§ **Given exercise A**
Reproduce the wedding vows text in full, word for word.

Our wedding vows were very simple and the traditional ones but we still need to have someone who can challenge us on them when we are slacking and not putting our spouse first.
I, Bride, take you, Groom– In saying this I was essentially saying that I would take my spouse with my whole heart and with everything that has- the good, bad and the ugly.
to be my wedded husband– I wanted this man to be my husband, not my boyfriend or fiance but my husband. To be the person that I grow old with. To be the person that I can annoy for the rest of my life. To be the person that I will eventually have children with. To be my soulmate and my best friend, not just for this moment but in every moment of my life.
to have and to hold– This doesn’t just mean for now and now only but this means for the rest of my life, this means that even when life gets tough I will still be sticking by his side and encouraging him to keep on going. It also means that whatever he has now I take him as he is and will love him.
from this day forward;– Not just today but from today. From today, for tomorrow and evermore. I would take my husband every day, no matter what the future holds I would take Him to be the person that I can turn to but he can also come to. To be the best wife that I can be.

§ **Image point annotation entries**
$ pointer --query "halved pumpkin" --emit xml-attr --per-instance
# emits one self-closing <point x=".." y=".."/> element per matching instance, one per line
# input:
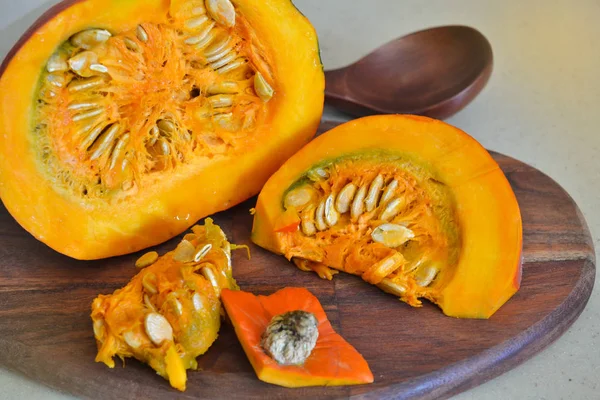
<point x="125" y="121"/>
<point x="411" y="204"/>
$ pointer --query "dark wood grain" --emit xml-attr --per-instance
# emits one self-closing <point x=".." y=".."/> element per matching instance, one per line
<point x="435" y="72"/>
<point x="46" y="334"/>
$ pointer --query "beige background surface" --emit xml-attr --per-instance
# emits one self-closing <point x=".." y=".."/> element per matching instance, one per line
<point x="541" y="106"/>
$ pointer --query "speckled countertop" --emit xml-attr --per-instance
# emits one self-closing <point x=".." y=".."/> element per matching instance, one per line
<point x="541" y="106"/>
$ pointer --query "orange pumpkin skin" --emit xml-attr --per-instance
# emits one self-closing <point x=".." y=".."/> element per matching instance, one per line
<point x="333" y="361"/>
<point x="487" y="271"/>
<point x="169" y="203"/>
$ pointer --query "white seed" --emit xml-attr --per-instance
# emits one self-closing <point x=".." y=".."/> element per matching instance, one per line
<point x="230" y="67"/>
<point x="221" y="11"/>
<point x="57" y="63"/>
<point x="148" y="303"/>
<point x="147" y="259"/>
<point x="331" y="215"/>
<point x="223" y="88"/>
<point x="131" y="44"/>
<point x="87" y="114"/>
<point x="307" y="221"/>
<point x="85" y="84"/>
<point x="184" y="252"/>
<point x="374" y="192"/>
<point x="358" y="204"/>
<point x="132" y="339"/>
<point x="392" y="235"/>
<point x="141" y="33"/>
<point x="90" y="38"/>
<point x="262" y="88"/>
<point x="158" y="328"/>
<point x="342" y="203"/>
<point x="149" y="282"/>
<point x="195" y="22"/>
<point x="198" y="302"/>
<point x="389" y="192"/>
<point x="104" y="141"/>
<point x="425" y="275"/>
<point x="299" y="197"/>
<point x="221" y="100"/>
<point x="392" y="209"/>
<point x="320" y="215"/>
<point x="224" y="61"/>
<point x="202" y="251"/>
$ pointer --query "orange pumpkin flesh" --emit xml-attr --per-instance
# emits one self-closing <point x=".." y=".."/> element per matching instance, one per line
<point x="333" y="361"/>
<point x="169" y="313"/>
<point x="436" y="218"/>
<point x="125" y="121"/>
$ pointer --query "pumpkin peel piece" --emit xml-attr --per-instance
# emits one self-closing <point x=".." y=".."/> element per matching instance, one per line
<point x="169" y="313"/>
<point x="410" y="204"/>
<point x="332" y="362"/>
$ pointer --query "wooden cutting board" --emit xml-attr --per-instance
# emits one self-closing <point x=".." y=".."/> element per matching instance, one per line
<point x="46" y="333"/>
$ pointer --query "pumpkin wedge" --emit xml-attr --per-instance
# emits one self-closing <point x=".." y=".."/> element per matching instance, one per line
<point x="411" y="204"/>
<point x="125" y="121"/>
<point x="332" y="362"/>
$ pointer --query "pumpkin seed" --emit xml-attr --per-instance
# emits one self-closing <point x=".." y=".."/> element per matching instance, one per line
<point x="331" y="215"/>
<point x="358" y="204"/>
<point x="184" y="252"/>
<point x="87" y="114"/>
<point x="319" y="216"/>
<point x="158" y="328"/>
<point x="232" y="66"/>
<point x="392" y="235"/>
<point x="344" y="198"/>
<point x="307" y="225"/>
<point x="226" y="87"/>
<point x="90" y="38"/>
<point x="221" y="100"/>
<point x="221" y="11"/>
<point x="104" y="141"/>
<point x="141" y="33"/>
<point x="425" y="275"/>
<point x="389" y="191"/>
<point x="147" y="259"/>
<point x="57" y="63"/>
<point x="392" y="209"/>
<point x="85" y="84"/>
<point x="262" y="88"/>
<point x="374" y="192"/>
<point x="195" y="22"/>
<point x="132" y="339"/>
<point x="149" y="281"/>
<point x="131" y="45"/>
<point x="203" y="251"/>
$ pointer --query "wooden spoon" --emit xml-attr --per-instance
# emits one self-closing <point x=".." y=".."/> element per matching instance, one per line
<point x="435" y="72"/>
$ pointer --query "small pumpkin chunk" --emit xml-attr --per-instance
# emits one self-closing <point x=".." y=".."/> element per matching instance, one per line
<point x="290" y="337"/>
<point x="169" y="313"/>
<point x="290" y="342"/>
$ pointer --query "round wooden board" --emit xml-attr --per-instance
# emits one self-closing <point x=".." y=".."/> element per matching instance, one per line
<point x="46" y="333"/>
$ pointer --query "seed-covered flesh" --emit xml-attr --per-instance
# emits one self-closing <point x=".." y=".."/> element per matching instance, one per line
<point x="290" y="337"/>
<point x="380" y="216"/>
<point x="170" y="308"/>
<point x="185" y="91"/>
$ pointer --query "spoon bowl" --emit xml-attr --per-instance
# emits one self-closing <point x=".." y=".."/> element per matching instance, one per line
<point x="434" y="72"/>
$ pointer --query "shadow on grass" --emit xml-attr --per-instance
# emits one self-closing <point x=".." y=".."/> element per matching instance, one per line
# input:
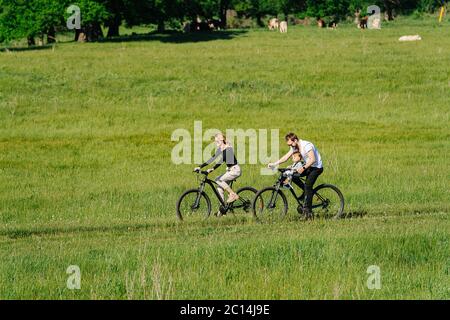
<point x="178" y="37"/>
<point x="166" y="37"/>
<point x="31" y="48"/>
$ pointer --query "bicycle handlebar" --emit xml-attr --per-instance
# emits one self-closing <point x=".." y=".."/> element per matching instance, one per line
<point x="202" y="172"/>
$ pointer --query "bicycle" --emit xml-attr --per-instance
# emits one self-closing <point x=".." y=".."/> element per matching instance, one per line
<point x="328" y="201"/>
<point x="196" y="203"/>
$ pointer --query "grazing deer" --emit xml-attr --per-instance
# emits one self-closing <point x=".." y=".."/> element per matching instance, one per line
<point x="283" y="26"/>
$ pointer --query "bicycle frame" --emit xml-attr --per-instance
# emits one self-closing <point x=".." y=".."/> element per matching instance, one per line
<point x="205" y="181"/>
<point x="278" y="185"/>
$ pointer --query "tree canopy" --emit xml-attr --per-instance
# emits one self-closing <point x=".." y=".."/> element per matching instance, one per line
<point x="42" y="18"/>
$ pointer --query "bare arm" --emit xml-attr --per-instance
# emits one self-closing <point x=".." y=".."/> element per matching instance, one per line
<point x="282" y="159"/>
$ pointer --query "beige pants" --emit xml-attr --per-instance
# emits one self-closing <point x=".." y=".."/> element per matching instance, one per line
<point x="232" y="173"/>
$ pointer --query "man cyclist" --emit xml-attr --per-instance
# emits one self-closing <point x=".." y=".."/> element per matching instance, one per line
<point x="311" y="169"/>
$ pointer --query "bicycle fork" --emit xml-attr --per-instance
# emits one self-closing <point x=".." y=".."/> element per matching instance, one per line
<point x="199" y="194"/>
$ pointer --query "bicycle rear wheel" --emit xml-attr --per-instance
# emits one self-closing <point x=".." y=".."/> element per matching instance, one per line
<point x="193" y="205"/>
<point x="269" y="205"/>
<point x="328" y="202"/>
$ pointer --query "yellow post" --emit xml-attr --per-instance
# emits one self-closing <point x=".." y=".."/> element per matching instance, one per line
<point x="441" y="15"/>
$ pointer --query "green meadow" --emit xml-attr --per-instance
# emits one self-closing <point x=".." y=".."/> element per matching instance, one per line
<point x="86" y="176"/>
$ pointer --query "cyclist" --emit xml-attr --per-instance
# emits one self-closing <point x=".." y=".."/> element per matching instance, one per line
<point x="226" y="152"/>
<point x="311" y="169"/>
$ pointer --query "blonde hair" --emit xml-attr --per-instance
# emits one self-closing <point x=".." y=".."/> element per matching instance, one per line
<point x="224" y="138"/>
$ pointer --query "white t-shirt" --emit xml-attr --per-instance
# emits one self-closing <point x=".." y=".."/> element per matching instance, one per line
<point x="305" y="147"/>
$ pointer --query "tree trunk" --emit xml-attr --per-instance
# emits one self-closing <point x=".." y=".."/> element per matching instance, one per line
<point x="259" y="21"/>
<point x="93" y="32"/>
<point x="30" y="41"/>
<point x="161" y="26"/>
<point x="51" y="35"/>
<point x="223" y="7"/>
<point x="113" y="26"/>
<point x="77" y="34"/>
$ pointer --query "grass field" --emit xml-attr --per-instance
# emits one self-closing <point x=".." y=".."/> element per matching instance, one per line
<point x="86" y="176"/>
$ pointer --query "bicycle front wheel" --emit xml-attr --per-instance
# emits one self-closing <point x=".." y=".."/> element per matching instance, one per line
<point x="270" y="205"/>
<point x="328" y="202"/>
<point x="193" y="205"/>
<point x="244" y="203"/>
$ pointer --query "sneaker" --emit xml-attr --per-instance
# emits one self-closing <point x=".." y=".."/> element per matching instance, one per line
<point x="232" y="198"/>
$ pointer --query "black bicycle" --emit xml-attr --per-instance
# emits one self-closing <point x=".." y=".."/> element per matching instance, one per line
<point x="195" y="203"/>
<point x="271" y="203"/>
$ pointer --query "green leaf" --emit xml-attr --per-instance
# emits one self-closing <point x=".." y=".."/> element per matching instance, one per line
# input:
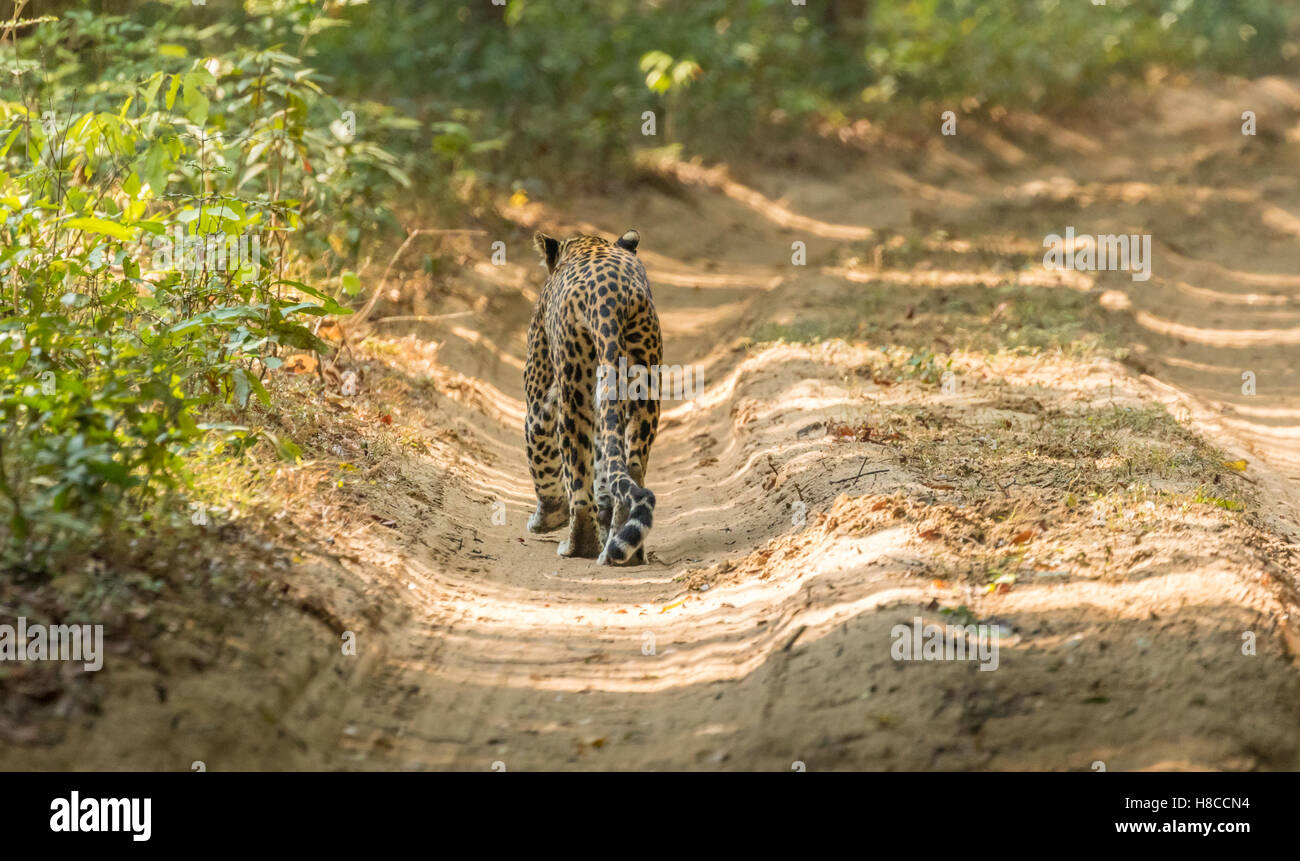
<point x="100" y="225"/>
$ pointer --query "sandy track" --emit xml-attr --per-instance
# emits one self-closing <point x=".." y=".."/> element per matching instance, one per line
<point x="529" y="661"/>
<point x="758" y="637"/>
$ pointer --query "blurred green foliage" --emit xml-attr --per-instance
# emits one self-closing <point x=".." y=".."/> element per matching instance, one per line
<point x="557" y="87"/>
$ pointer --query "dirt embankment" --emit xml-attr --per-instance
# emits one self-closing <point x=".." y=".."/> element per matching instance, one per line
<point x="830" y="484"/>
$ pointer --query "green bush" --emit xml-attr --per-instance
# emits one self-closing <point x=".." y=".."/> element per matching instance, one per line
<point x="151" y="223"/>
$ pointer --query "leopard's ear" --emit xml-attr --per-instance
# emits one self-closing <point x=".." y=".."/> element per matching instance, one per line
<point x="629" y="241"/>
<point x="549" y="247"/>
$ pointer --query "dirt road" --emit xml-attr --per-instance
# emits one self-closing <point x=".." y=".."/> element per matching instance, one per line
<point x="824" y="488"/>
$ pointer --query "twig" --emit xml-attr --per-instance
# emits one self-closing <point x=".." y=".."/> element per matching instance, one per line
<point x="359" y="317"/>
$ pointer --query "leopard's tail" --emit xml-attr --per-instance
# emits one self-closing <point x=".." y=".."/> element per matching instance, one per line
<point x="637" y="501"/>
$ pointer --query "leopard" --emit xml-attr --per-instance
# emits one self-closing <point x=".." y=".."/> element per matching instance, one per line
<point x="588" y="448"/>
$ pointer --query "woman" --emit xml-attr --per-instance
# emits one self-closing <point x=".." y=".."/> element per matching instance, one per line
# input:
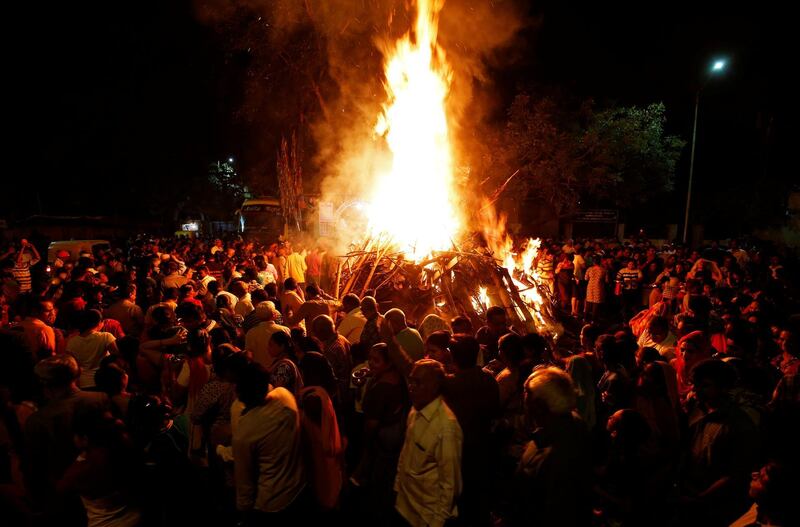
<point x="112" y="379"/>
<point x="565" y="273"/>
<point x="385" y="407"/>
<point x="90" y="346"/>
<point x="194" y="373"/>
<point x="104" y="474"/>
<point x="284" y="371"/>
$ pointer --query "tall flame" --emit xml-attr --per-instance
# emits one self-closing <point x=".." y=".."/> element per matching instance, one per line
<point x="414" y="202"/>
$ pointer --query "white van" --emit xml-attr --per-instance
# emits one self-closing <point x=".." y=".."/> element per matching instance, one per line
<point x="74" y="248"/>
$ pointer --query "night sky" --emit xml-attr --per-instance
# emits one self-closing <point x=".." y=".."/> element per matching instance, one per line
<point x="119" y="106"/>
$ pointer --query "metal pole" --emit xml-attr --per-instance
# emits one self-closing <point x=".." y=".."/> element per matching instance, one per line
<point x="691" y="168"/>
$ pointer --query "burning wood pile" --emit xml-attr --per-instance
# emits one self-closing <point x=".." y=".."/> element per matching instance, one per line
<point x="448" y="283"/>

§ **Given exercise B**
Return each line of the listing above that contains the string "wheel", matching case exactly.

§ **Expected answer A**
Our wedding vows were very simple and the traditional ones but we still need to have someone who can challenge us on them when we are slacking and not putting our spouse first.
I, Bride, take you, Groom– In saying this I was essentially saying that I would take my spouse with my whole heart and with everything that has- the good, bad and the ugly.
to be my wedded husband– I wanted this man to be my husband, not my boyfriend or fiance but my husband. To be the person that I grow old with. To be the person that I can annoy for the rest of my life. To be the person that I will eventually have children with. To be my soulmate and my best friend, not just for this moment but in every moment of my life.
to have and to hold– This doesn’t just mean for now and now only but this means for the rest of my life, this means that even when life gets tough I will still be sticking by his side and encouraging him to keep on going. It also means that whatever he has now I take him as he is and will love him.
from this day forward;– Not just today but from today. From today, for tomorrow and evermore. I would take my husband every day, no matter what the future holds I would take Him to be the person that I can turn to but he can also come to. To be the best wife that I can be.

§ **Expected answer B**
$ pointer --query "bicycle rear wheel" --emit xml-attr --per-instance
$ pointer --query "bicycle front wheel" --emit xml-attr --per-instance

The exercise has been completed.